[start Information provided]
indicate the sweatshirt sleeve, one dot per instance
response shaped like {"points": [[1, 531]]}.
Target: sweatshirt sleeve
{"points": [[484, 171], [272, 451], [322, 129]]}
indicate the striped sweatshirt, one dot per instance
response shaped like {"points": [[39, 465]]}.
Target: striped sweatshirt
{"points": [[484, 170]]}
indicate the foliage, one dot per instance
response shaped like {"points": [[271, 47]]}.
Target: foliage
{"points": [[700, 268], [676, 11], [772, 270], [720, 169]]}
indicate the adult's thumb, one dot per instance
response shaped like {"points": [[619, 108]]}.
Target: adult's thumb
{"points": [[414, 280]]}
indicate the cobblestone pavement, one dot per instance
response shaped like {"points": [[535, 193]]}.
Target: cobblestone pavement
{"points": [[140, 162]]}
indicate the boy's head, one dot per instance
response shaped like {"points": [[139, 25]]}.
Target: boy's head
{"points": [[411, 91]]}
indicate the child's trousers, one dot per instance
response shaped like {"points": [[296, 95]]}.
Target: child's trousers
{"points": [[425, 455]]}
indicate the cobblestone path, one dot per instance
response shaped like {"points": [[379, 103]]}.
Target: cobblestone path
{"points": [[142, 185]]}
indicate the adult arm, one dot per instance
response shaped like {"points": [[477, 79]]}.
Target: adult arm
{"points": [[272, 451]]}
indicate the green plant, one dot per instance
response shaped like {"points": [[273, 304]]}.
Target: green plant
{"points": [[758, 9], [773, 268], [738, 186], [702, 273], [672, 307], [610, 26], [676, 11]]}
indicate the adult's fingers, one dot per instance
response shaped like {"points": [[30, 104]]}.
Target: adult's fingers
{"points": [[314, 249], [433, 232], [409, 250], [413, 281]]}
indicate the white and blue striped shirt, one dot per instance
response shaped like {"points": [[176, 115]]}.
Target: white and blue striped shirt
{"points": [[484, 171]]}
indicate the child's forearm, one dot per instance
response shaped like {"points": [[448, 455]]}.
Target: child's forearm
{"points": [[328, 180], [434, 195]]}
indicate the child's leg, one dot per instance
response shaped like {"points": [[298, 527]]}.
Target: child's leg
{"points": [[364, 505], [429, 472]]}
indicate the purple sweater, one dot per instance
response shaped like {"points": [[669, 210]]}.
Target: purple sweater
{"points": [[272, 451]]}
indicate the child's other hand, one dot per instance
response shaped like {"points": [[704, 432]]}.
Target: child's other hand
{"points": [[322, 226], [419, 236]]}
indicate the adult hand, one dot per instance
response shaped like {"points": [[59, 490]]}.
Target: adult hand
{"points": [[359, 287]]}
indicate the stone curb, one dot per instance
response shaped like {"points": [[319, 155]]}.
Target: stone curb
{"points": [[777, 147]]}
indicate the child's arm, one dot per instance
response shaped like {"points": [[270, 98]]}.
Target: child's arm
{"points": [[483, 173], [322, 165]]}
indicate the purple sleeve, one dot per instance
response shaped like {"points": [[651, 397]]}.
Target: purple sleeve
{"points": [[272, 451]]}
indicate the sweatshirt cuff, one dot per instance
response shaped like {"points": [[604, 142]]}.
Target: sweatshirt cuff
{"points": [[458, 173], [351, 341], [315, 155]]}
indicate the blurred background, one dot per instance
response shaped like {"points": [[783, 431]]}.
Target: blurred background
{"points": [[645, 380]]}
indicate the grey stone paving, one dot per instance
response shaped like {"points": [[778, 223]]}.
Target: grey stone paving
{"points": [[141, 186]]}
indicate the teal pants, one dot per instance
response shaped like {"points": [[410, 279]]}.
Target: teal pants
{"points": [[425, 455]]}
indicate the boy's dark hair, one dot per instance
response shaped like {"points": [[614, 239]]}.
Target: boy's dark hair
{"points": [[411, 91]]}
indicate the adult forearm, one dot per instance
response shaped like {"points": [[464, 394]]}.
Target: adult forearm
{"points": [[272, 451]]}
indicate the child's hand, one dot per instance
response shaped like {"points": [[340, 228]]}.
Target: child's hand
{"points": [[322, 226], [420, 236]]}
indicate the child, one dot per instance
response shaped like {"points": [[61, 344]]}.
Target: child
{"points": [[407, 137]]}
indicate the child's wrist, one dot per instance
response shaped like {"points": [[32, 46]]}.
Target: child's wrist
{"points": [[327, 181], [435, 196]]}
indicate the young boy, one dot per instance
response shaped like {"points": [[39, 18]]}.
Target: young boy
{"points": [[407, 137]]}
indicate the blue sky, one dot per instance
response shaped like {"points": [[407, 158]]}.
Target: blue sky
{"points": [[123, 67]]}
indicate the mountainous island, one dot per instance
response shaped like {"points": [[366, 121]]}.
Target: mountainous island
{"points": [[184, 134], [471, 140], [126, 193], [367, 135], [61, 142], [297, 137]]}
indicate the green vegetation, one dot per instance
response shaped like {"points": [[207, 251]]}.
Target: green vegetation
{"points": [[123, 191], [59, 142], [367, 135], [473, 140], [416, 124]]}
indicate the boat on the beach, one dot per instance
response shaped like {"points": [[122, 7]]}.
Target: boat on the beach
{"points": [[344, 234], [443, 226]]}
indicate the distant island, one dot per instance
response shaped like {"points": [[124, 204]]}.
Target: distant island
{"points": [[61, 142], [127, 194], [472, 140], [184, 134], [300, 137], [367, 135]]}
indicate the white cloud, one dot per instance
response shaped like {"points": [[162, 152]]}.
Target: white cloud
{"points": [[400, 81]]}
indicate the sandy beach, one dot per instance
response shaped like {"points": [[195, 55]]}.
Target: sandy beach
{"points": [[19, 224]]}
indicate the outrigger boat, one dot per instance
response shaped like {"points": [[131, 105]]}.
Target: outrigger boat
[end Information provided]
Give back exactly the lines from the line holding "indicate the young boy, one dot per instance" through the last line of the listing, including both.

indicate the young boy, one dot per instance
response shaped like {"points": [[39, 18]]}.
Target: young boy
{"points": [[407, 137]]}
indicate the blue sky, one dot per instance
response shaped like {"points": [[407, 158]]}.
Target: blue sky
{"points": [[123, 67]]}
indicate the mountainous island, one dot per instance
response shaped like {"points": [[366, 121]]}.
Target: mountainous island
{"points": [[184, 134], [471, 140], [126, 193], [367, 135], [61, 142], [297, 137]]}
indicate the green vegetation, one dot per instance
response shaped like {"points": [[207, 251]]}.
Target: green vegetation
{"points": [[123, 191], [59, 142], [367, 135], [473, 140], [416, 124]]}
indicate the boat on the beach, one dot per instance
response shaped like {"points": [[122, 7]]}.
Target: boat on the beach
{"points": [[344, 234], [443, 226]]}
indicate the distant island, one dot per instance
response shaped like {"points": [[124, 204]]}.
Target: distant island
{"points": [[61, 142], [127, 194], [472, 140], [184, 134], [300, 137], [367, 135]]}
indicate the white cloud, one dot per instance
response shaped like {"points": [[162, 152]]}.
Target: white cloud
{"points": [[400, 81]]}
indicate the sandy beach, one dot per instance
response shaped like {"points": [[195, 55]]}.
Target: sandy beach
{"points": [[19, 224]]}
indicate the outrigger boat, one dot per instance
response shaped like {"points": [[131, 105]]}.
Target: outrigger boat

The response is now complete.